### Stated exercise
Reproduce the listing below line for line, without changing anything.

--- start of Records for this task ---

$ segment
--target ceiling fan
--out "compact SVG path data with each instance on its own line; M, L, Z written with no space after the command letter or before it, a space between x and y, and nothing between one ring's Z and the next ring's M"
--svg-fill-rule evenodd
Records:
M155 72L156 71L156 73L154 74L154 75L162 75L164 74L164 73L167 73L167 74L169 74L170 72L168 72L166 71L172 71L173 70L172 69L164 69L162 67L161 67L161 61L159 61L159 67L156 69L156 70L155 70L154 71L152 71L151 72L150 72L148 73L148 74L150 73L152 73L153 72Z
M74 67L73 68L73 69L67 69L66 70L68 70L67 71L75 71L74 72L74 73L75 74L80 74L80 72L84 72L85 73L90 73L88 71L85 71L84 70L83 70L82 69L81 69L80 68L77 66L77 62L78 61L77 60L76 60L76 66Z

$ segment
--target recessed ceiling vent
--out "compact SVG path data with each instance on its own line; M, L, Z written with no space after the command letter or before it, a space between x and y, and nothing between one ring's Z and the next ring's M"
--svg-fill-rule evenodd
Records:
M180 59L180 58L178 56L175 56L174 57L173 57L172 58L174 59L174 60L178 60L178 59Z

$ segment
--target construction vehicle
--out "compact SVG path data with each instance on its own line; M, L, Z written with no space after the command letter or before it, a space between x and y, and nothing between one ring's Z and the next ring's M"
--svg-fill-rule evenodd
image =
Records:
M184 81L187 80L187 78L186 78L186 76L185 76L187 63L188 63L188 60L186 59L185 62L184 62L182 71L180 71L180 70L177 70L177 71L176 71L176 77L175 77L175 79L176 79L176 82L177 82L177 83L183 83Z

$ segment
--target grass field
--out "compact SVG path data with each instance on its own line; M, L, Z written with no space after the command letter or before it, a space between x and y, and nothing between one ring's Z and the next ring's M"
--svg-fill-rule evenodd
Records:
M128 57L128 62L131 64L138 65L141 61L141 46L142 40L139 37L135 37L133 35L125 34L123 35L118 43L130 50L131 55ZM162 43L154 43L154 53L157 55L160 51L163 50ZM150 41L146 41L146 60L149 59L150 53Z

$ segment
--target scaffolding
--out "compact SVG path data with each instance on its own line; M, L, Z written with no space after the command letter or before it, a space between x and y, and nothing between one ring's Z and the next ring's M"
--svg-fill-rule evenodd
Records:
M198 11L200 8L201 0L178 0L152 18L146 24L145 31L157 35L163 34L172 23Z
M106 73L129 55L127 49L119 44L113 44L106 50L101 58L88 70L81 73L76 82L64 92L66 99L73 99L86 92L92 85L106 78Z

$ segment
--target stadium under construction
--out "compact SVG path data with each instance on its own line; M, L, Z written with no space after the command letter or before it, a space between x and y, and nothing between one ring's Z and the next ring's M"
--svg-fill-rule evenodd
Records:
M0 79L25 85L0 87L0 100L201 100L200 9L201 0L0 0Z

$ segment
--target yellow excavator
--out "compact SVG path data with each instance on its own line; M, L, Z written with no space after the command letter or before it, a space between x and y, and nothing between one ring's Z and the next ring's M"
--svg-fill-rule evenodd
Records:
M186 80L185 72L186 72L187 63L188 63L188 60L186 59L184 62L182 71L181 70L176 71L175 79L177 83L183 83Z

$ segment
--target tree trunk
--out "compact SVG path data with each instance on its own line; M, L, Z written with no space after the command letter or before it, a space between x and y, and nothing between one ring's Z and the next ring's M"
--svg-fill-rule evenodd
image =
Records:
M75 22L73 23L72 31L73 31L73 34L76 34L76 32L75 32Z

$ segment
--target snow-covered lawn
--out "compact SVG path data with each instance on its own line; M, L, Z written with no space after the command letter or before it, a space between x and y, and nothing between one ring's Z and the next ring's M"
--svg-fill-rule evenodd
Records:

--- end of Records for this task ---

### Final answer
$ segment
--target ceiling fan
--out "compact SVG path data with each instance on its own line; M, L, Z written with no space after the command letter or before it, a space between x and y, and nothing between one ring's Z and the next ring's M"
--svg-fill-rule evenodd
Records:
M155 72L156 71L156 73L154 74L154 75L162 75L164 74L164 73L167 73L167 74L169 74L170 72L168 72L166 71L172 71L173 70L172 69L164 69L162 67L161 67L161 61L159 61L159 67L156 69L156 70L155 70L154 71L152 71L151 72L150 72L148 73L148 74L150 73L152 73L153 72Z
M74 67L73 68L73 69L67 69L66 70L68 70L67 71L75 71L74 72L74 73L75 74L80 74L80 72L84 72L85 73L90 73L88 71L85 71L84 70L83 70L82 69L81 69L80 68L77 66L77 62L78 61L77 60L76 60L76 66Z

$ segment
--target recessed ceiling vent
--out "compact SVG path data with each instance on its own line; M, L, Z written with no space after the command letter or before it, a space between x and y, and nothing between one ring's Z and the next ring's M"
--svg-fill-rule evenodd
Records:
M180 59L180 58L178 56L175 56L174 57L173 57L172 58L174 59L174 60L178 60L178 59Z

$ segment
--target construction vehicle
--out "compact SVG path data with each instance on its own line; M, L, Z written with no space after the command letter or before it, a space between x and y, and nothing between one ring's Z and the next ring's M"
--svg-fill-rule evenodd
image =
Records:
M184 81L187 80L187 78L186 78L186 76L185 76L187 63L188 63L188 60L186 59L185 62L184 62L182 71L180 71L180 70L177 70L177 71L176 71L176 77L175 77L175 79L176 79L176 82L177 82L177 83L183 83Z

$ segment
--target grass field
--out "compact SVG path data with each instance on its own line; M, L, Z written with no space after the command letter or before it, a space between x and y, and nothing between one ring's Z and the next ring's M"
--svg-fill-rule evenodd
Records:
M128 57L128 62L131 64L138 65L141 61L141 46L142 40L139 37L135 37L133 35L125 34L123 35L118 43L130 50L131 55ZM162 43L154 43L154 53L157 55L160 51L163 50ZM150 41L146 41L146 60L149 59L150 53Z

$ segment
--target scaffolding
--out "compact SVG path data with each instance on its own line; M, L, Z written with no space after the command letter or before it, a space between x and y, and nothing between one ring's Z and the next ring's M"
--svg-fill-rule evenodd
Records:
M198 11L200 8L201 0L178 0L152 18L146 24L145 31L157 35L163 34L172 23Z
M106 73L129 55L127 49L119 44L113 44L106 50L101 58L88 70L81 73L76 82L64 92L66 99L73 99L86 92L92 85L106 78Z

$ segment
--target stadium under construction
--out "compact SVG path data with each instance on its own line; M, L, Z written with no space after the command letter or before it, a space between x and y, and nothing between one ring's Z and the next ring's M"
--svg-fill-rule evenodd
Records:
M0 79L25 85L0 87L0 100L201 100L200 9L201 0L0 0Z

$ segment
--target yellow excavator
--out "compact SVG path data with each instance on its own line; M, L, Z written with no space after the command letter or before it, a space between x and y, and nothing between one ring's Z and the next ring's M"
--svg-fill-rule evenodd
Records:
M186 80L185 72L186 72L187 63L188 63L188 60L186 59L184 62L182 71L181 70L176 71L175 79L177 83L183 83Z

$ segment
--target tree trunk
--out "compact SVG path data with each instance on its own line; M, L, Z written with no space after the command letter or before it, a space between x and y, and nothing between one ring's Z and the next ring's M"
--svg-fill-rule evenodd
image =
Records:
M75 22L73 23L72 31L73 31L73 34L76 34L76 32L75 32Z

$ segment
--target snow-covered lawn
--out "compact SVG path data with each instance on its own line; M, L, Z written with no space after the command letter or before it, a space between x and y, and nothing between one ring's Z and the next ring's M"
--svg-fill-rule evenodd
Records:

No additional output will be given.